BEGIN Data listing
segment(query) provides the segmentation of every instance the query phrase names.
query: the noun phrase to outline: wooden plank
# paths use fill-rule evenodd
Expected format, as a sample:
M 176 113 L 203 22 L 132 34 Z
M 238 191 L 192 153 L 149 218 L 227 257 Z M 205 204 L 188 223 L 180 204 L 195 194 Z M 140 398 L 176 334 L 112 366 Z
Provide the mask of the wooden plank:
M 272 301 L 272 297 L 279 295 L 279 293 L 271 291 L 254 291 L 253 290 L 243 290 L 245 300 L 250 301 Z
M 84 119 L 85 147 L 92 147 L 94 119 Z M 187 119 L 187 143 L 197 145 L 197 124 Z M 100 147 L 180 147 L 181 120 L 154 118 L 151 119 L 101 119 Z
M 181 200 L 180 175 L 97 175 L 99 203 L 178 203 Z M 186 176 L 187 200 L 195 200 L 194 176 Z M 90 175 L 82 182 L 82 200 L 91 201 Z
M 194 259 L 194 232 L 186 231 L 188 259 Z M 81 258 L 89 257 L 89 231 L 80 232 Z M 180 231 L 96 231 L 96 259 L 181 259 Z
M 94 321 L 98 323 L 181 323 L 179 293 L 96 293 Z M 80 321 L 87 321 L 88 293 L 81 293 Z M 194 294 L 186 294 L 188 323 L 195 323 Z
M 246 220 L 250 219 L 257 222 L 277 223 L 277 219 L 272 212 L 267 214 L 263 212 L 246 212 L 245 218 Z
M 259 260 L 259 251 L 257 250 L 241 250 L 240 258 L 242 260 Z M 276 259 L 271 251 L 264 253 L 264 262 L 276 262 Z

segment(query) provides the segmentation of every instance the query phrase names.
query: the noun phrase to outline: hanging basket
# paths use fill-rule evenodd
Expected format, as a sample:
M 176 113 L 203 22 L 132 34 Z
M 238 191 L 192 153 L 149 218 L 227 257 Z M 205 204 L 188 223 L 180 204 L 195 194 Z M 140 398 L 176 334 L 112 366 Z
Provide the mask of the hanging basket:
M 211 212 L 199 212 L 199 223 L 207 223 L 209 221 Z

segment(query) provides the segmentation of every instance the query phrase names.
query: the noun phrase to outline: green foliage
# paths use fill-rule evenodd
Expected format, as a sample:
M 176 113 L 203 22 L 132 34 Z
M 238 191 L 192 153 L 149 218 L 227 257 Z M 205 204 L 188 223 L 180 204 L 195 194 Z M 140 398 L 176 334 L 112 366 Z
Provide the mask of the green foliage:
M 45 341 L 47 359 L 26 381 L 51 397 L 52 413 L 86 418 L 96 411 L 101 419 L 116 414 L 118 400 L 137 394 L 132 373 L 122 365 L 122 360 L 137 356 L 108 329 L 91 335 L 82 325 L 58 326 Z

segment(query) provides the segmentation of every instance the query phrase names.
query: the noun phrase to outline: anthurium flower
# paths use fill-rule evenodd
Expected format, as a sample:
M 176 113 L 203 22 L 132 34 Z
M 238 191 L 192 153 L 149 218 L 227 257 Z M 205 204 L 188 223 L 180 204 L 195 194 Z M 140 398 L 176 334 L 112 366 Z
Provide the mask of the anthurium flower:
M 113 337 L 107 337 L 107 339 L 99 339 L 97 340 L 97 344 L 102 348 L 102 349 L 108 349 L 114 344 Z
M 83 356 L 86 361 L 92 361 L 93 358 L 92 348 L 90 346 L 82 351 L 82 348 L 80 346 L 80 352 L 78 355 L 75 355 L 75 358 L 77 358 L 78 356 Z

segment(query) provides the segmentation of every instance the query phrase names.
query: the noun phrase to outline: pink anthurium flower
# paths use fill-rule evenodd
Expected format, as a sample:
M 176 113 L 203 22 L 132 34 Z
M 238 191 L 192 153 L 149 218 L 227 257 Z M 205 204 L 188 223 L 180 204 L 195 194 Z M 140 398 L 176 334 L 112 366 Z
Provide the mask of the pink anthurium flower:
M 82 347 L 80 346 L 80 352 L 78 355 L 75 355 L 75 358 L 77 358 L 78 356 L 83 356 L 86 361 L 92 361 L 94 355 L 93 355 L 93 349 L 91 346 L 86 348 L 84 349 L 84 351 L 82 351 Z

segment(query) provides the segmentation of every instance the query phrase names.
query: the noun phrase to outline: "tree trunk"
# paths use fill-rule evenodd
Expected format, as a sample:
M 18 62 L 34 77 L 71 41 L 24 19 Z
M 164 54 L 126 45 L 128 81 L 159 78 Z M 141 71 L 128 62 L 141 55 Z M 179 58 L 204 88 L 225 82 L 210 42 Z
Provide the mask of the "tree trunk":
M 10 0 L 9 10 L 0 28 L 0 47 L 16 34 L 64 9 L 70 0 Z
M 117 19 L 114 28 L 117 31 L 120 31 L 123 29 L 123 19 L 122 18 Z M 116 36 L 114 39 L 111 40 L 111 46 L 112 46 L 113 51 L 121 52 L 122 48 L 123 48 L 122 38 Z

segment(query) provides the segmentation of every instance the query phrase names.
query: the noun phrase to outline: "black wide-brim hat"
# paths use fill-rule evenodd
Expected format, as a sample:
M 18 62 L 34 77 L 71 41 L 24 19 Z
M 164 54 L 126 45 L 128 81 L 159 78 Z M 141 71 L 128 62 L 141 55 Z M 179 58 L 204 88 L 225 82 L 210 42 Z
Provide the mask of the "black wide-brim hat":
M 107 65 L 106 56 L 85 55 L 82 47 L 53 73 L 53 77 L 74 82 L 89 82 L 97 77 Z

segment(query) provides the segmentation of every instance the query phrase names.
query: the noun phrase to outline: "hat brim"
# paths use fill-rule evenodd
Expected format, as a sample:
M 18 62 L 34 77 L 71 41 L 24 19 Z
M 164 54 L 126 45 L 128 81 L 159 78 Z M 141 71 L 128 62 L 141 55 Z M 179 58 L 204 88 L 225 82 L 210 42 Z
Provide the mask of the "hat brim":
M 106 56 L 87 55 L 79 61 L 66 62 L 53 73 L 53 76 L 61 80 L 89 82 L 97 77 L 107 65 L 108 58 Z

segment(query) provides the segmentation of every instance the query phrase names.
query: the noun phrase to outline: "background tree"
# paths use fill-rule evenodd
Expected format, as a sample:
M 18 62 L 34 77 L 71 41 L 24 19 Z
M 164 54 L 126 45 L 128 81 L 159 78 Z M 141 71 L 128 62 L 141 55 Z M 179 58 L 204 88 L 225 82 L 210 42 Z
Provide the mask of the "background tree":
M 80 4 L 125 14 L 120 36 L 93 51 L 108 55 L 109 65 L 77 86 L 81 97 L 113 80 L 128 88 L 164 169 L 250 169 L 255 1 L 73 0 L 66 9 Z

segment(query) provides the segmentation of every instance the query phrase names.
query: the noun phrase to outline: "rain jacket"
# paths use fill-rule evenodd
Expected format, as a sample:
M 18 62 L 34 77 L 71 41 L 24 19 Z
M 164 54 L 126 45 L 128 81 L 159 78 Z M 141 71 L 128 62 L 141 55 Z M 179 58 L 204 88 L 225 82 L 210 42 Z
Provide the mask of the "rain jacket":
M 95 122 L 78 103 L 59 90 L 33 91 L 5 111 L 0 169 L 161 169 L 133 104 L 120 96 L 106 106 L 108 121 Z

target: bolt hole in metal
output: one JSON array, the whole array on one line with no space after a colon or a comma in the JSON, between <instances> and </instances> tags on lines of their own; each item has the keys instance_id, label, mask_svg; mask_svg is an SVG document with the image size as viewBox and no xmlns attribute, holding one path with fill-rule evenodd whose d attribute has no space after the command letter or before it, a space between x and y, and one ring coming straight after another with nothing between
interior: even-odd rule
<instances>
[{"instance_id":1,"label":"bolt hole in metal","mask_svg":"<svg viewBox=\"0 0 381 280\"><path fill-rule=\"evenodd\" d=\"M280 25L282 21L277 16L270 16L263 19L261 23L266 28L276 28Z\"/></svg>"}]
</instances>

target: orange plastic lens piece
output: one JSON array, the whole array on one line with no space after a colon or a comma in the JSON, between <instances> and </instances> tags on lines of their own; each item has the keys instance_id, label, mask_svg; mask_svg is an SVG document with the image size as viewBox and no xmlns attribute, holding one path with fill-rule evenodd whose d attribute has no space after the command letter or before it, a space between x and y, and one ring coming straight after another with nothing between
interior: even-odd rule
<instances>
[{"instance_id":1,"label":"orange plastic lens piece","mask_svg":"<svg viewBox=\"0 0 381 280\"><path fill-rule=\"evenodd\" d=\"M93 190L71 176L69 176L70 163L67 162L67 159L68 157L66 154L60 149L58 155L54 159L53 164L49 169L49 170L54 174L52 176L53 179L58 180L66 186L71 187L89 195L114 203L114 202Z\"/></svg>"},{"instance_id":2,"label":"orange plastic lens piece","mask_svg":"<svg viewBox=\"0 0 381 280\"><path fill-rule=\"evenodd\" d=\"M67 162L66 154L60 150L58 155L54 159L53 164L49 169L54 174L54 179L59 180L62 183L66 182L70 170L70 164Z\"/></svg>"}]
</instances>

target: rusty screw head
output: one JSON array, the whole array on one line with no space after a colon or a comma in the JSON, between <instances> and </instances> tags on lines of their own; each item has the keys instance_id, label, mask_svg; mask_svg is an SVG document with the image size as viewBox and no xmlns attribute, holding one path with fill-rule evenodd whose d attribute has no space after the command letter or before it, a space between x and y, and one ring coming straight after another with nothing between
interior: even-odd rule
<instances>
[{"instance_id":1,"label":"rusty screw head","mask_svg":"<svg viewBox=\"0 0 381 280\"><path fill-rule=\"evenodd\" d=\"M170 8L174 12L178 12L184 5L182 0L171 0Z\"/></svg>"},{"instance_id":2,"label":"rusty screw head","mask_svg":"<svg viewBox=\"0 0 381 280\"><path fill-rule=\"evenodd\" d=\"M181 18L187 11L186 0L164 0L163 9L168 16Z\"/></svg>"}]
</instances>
END Data listing
What you should do: Starting at the top of the items, copy each line word for word. Stop after the line that contains "M 194 259 L", and include that line.

Output below:
segment(query) provides the segmentation of every instance the query phrase names.
query: the noun phrase to outline: wooden plank
# paths use fill-rule evenodd
Expected format, as a sample:
M 176 113 L 203 22 L 132 34 Z
M 238 191 L 192 153 L 149 218 L 227 257 Z M 205 204 L 188 223 L 180 204 L 195 194 Z M 140 398 L 176 334 L 112 366 Z
Provide the mask of the wooden plank:
M 272 301 L 272 297 L 279 295 L 279 293 L 271 291 L 254 291 L 253 290 L 243 290 L 245 300 L 250 301 Z
M 84 119 L 85 147 L 92 147 L 94 119 Z M 187 119 L 187 143 L 197 145 L 197 124 Z M 100 147 L 180 147 L 181 120 L 154 118 L 151 119 L 101 119 Z
M 181 200 L 180 175 L 97 175 L 99 203 L 178 203 Z M 186 176 L 187 200 L 195 200 L 194 176 Z M 90 175 L 82 182 L 82 200 L 91 201 Z
M 194 259 L 194 232 L 186 231 L 188 259 Z M 81 258 L 89 257 L 89 231 L 80 232 Z M 180 231 L 96 231 L 96 259 L 181 259 Z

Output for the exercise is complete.